Texto:

# # # #

Pero el mal, verdaderamente grave, está en la raíz. Es un problema de conceptos fundamentales que en esta patria de la ortodoxia católica ni siquiera se plantean. Desde los cimientos hasta la cruz señera de sus torres, el templo ha de ser concebido de un modo integral y orgánico. Han de alzarse los muros con un sentido de revelación que en sí sea expresivo de la función dramática de la Liturgia. Ha de llegarse a la ornamentación a fuerza de dialéctica fervorosa, como una viva teología. Una proyección del Dogma para la vivencia inteligente de la Liturgia por el pueblo fiel.

En la concepción del templo todo ha de ser arte, y en la ejecución, todo, labor de artesanía. La construcción es tan excepcional que deberían emplearse procedimientos privativos. De no ser por las condiciones actuales de la economía y organización social parecería aberración acudir al desaprensivo sistema de contratas. Como las catedrales medievales las hizo una teología fervorosa de canteros, todo templo habría de ser levantado por un taller de vocaciones religiosas. Ser obra de un arte colectivo, con sentido real del plural de la Liturgia: un arte en comunión, como los sillares bien trabados y cumpliendo cada uno, su función constituyen la fábrica del edificio a imagen del Cuerpo Místico. Una arquitectura que asuma en la concepción todas las artes como la Liturgia misma, hasta la música. El simbolismo tiene una plena realidad, que no puede traicionarse en la ejecución de la obra. El proyecto de un templo no puede deberse a un propósito personal ni profesional. No lo pueden hacer un arquitecto, ni una arquitectura particulares.

# # # #

Datos de origen:
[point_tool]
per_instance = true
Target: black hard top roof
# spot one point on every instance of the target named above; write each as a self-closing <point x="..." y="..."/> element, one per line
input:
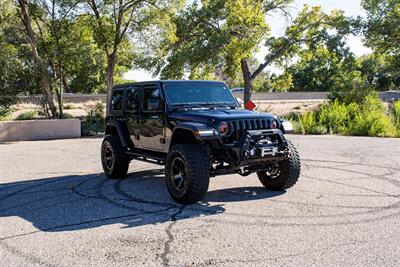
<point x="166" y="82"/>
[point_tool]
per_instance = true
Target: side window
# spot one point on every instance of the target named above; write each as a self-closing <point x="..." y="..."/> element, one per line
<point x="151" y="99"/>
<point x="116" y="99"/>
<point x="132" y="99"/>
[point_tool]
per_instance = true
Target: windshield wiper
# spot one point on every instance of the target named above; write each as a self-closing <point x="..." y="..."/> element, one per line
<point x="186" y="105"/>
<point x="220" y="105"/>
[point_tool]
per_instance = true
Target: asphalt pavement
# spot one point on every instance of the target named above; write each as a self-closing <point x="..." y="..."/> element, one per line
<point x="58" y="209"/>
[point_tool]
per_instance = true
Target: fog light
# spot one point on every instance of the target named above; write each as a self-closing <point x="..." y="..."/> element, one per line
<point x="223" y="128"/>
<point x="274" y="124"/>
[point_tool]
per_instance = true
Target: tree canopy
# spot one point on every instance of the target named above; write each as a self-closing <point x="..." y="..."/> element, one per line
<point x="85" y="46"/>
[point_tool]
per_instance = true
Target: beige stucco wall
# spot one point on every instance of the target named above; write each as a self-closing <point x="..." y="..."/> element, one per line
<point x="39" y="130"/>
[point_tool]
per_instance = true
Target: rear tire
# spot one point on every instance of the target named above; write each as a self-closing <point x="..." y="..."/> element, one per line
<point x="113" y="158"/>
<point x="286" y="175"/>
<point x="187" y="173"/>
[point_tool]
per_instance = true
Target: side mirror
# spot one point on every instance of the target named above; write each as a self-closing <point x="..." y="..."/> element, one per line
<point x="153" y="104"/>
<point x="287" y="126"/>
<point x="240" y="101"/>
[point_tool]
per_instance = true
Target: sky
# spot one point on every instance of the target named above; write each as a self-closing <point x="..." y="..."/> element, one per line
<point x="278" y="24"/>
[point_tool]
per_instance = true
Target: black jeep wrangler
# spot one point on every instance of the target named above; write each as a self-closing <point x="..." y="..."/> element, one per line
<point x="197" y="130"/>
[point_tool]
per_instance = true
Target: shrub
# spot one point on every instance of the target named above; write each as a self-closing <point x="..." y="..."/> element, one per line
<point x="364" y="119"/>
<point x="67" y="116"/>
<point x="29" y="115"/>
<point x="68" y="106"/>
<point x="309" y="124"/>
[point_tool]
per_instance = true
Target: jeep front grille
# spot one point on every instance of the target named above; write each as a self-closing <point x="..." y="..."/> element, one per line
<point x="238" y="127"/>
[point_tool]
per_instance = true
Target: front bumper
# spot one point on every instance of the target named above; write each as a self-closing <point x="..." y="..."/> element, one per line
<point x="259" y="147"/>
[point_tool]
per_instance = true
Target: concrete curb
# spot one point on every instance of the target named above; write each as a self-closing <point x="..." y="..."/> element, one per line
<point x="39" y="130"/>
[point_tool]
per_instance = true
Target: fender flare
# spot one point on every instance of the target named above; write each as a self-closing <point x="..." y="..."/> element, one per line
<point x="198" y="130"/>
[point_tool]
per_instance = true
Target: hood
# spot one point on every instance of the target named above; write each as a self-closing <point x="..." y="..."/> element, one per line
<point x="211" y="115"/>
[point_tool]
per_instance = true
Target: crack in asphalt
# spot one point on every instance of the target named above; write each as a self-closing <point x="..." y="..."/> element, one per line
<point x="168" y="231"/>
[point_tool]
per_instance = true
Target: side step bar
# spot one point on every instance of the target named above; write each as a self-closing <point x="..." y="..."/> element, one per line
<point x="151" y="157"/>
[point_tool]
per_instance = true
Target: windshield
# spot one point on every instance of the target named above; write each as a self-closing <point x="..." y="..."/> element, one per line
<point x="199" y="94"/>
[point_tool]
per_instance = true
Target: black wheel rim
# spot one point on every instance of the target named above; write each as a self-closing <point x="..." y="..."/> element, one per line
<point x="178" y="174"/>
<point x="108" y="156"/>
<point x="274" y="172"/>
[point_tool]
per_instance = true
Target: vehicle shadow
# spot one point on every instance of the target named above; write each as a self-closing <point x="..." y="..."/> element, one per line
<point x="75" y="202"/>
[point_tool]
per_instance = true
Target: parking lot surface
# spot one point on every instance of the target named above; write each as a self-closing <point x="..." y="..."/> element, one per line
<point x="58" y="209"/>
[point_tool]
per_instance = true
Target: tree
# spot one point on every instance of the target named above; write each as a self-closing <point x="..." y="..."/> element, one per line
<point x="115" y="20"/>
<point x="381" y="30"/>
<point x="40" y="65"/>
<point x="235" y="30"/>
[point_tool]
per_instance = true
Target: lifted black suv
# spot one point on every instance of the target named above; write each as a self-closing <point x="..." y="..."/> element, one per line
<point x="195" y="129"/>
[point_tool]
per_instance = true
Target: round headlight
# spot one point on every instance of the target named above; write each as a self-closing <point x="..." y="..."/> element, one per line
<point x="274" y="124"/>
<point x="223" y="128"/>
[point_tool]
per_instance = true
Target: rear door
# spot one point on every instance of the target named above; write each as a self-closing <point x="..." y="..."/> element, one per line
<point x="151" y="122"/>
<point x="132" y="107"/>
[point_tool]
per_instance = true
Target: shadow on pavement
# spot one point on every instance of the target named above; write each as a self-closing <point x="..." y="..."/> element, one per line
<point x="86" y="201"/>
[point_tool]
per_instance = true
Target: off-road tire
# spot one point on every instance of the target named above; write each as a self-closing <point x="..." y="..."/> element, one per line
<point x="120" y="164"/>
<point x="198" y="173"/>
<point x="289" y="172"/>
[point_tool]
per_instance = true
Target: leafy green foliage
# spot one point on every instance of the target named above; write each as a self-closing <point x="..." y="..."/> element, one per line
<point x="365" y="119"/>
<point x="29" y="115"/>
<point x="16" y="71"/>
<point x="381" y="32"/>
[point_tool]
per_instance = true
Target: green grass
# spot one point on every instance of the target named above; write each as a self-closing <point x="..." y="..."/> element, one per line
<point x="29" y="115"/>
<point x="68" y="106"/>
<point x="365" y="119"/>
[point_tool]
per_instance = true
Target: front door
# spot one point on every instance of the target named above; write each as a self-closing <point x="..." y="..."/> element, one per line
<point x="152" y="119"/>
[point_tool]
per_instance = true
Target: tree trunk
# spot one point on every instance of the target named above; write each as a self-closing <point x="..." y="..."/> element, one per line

# # # #

Ejercicios:
1/ Resuma en forma de lista el párrafo del texto que empieza con "En la concepción del templo todo ha de ser arte" y conserve sus ideas principales.
2/ Según el texto, ¿qué hizo las catedrales medievales?
Los datos provienen de una fuente distinta.

Respuestas numeradas:
1/
- En la concepción del templo todo debe ser arte, y en la ejecución, labor de artesanía.
- Por ser una construcción excepcional, requeriría procedimientos propios. Solo las condiciones económicas y sociales actuales impiden ver como una aberración el sistema de contratas.
- Así como una teología fervorosa de canteros hizo las catedrales medievales, todo templo debería levantarlo un taller de vocaciones religiosas.
- Debe ser obra de un arte colectivo y en comunión, como los sillares trabados que forman el edificio a imagen del Cuerpo Místico.
- Su arquitectura debe integrar todas las artes, incluso la música, como la Liturgia.
- El simbolismo es real y no puede traicionarse al ejecutar la obra.
- El proyecto no puede responder a un propósito personal ni profesional, ni puede hacerlo un arquitecto o una arquitectura particulares.

2/ Las hizo una teología fervorosa de canteros.